--- Treść zadania ---
Proszę przepisać rekordy od wiersza zawierającego „Please spot the glass” włącznie aż do samego końca rekordów, zmieniając nazwę „suit lapel” na „jacket lapel”. Wszystko inne ma pozostać bez zmian.

(Rekordy zbioru danych do wskazywania punktów)
◆ ◆ ◆ ◆ ◆

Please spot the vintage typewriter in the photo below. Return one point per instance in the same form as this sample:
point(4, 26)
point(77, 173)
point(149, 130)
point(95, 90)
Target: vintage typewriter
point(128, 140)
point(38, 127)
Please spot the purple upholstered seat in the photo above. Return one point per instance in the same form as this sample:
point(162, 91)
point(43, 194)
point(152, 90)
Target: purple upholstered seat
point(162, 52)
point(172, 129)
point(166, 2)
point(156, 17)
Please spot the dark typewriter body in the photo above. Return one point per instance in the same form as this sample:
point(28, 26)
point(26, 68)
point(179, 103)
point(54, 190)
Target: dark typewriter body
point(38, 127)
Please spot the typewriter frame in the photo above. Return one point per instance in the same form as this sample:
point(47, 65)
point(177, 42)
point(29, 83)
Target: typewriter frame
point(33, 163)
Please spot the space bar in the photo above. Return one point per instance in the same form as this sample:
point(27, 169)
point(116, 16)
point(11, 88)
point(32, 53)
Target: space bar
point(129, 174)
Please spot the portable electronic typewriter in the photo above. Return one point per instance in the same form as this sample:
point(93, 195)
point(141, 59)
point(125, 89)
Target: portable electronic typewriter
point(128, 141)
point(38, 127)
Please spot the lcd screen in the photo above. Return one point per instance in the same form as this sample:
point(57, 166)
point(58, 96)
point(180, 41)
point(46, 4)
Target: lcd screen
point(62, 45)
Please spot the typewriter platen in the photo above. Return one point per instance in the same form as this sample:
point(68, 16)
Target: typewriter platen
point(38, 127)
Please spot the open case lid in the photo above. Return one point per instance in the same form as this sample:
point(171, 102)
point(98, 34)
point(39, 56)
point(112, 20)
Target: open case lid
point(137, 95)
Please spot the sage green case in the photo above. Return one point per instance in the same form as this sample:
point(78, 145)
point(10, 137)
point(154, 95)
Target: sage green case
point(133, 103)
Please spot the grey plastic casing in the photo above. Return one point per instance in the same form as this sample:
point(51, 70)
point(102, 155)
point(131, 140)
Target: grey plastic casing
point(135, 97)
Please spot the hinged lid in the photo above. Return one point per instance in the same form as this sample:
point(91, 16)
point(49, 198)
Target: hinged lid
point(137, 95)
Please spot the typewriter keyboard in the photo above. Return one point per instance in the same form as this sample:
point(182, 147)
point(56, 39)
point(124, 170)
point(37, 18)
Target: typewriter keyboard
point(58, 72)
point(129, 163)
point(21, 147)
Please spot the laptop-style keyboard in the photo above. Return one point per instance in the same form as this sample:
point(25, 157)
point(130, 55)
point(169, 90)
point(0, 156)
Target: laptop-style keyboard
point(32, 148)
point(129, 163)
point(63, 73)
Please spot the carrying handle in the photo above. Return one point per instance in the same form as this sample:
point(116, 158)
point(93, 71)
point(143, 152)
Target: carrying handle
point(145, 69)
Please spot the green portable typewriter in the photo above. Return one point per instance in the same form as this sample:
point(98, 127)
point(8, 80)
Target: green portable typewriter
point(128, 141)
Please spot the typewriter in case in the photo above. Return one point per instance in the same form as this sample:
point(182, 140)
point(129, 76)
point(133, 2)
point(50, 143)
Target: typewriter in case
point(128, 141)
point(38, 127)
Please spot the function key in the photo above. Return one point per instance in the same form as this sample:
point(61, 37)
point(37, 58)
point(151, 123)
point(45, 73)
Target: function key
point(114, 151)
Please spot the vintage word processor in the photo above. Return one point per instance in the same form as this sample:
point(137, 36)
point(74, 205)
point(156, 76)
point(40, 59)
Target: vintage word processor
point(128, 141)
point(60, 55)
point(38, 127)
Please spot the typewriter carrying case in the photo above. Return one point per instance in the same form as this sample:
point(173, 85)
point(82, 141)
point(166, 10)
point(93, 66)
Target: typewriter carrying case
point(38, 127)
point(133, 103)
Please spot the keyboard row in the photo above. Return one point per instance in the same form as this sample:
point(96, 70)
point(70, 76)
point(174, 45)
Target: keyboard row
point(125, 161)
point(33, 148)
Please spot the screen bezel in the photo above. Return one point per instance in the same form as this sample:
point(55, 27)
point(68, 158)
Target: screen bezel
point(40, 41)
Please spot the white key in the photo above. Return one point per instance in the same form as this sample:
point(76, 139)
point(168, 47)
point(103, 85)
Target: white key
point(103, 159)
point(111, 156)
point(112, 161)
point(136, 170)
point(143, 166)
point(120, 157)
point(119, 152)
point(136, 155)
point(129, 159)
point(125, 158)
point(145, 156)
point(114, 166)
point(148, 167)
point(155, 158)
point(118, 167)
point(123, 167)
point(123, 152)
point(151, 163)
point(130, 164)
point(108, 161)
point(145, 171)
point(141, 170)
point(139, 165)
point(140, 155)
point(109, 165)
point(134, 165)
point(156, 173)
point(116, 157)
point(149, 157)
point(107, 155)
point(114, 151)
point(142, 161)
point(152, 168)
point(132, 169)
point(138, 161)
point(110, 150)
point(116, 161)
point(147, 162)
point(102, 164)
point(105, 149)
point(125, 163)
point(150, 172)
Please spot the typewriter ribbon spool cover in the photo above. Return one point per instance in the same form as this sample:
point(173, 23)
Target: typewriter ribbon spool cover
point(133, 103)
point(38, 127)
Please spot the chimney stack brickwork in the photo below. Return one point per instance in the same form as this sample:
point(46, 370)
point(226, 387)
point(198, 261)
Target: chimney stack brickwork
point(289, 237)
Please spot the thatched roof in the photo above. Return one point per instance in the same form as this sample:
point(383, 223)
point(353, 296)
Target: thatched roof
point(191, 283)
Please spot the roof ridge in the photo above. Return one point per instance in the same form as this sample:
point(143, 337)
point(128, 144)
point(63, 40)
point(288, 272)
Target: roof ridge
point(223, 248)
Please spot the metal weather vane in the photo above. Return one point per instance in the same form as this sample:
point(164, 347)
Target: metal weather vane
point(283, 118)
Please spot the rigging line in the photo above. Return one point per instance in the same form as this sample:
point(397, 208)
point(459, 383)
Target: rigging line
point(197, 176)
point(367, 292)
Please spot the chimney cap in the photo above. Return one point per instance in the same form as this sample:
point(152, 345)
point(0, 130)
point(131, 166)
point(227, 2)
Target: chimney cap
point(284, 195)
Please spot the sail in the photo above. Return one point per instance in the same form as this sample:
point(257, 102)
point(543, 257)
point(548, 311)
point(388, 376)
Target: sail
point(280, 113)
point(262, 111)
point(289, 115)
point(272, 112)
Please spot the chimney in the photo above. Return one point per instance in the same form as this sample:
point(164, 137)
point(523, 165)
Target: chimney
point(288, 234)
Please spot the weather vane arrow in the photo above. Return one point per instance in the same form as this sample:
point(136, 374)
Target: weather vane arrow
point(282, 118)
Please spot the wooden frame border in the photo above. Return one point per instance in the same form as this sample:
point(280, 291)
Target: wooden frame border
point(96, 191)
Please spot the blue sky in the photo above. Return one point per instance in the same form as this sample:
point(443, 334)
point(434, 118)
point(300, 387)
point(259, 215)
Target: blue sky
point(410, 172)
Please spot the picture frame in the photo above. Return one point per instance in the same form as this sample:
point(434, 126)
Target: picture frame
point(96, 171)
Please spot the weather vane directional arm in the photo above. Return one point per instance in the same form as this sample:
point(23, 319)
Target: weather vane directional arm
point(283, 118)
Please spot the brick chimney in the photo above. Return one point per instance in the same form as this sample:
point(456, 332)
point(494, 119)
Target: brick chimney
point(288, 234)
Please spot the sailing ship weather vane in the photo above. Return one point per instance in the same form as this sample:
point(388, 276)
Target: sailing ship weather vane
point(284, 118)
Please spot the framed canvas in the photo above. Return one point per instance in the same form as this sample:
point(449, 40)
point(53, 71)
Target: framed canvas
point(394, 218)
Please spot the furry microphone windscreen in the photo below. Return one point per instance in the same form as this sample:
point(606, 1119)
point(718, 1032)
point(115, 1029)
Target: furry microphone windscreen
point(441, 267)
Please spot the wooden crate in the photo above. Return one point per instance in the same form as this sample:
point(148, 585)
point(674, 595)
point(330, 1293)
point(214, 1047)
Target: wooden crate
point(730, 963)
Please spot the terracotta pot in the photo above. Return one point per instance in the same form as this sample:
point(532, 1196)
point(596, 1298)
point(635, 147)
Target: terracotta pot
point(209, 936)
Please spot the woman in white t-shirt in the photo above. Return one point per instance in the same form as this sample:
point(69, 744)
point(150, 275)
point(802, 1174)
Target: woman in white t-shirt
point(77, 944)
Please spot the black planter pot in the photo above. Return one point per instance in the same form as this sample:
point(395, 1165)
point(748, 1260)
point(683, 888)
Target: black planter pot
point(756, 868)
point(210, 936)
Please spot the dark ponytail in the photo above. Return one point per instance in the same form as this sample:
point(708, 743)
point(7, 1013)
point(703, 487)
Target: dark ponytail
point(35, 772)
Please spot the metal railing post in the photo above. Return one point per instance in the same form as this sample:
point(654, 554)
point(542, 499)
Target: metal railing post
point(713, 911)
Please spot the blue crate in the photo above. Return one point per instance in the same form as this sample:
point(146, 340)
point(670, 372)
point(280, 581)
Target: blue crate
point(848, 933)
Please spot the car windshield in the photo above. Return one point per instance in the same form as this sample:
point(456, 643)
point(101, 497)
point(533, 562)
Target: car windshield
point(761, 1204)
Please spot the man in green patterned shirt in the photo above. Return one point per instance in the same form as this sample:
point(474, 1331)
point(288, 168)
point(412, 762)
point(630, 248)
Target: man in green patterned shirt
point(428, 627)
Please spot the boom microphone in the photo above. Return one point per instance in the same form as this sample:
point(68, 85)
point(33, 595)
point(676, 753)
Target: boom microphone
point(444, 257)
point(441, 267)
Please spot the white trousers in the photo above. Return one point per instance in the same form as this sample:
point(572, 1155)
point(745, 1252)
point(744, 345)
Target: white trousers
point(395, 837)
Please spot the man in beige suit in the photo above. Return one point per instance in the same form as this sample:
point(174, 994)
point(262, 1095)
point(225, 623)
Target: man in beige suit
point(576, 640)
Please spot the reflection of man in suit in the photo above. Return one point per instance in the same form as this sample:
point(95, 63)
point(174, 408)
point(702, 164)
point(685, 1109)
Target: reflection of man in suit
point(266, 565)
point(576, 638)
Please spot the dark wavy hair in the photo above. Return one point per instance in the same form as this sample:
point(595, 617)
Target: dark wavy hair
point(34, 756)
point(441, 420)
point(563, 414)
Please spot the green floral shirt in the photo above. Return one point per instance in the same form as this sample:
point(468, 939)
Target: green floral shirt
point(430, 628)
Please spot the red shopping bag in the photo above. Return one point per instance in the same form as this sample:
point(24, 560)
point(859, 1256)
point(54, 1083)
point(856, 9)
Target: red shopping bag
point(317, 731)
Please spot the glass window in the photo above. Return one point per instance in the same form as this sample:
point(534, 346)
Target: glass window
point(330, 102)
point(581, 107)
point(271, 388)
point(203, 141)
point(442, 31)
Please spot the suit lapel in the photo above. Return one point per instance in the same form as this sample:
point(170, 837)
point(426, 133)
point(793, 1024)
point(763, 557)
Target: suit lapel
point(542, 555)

◆ ◆ ◆ ◆ ◆

--- Rozwiązanie zadania ---
Please spot the glass window in the photo above. Return one point per instance in the same form as this sample:
point(534, 346)
Target: glass window
point(330, 102)
point(581, 107)
point(271, 388)
point(203, 141)
point(442, 31)
Please spot the jacket lapel in the photo above. Return one point per instance in the same form as this sample:
point(170, 837)
point(426, 133)
point(793, 1024)
point(763, 557)
Target: jacket lapel
point(542, 555)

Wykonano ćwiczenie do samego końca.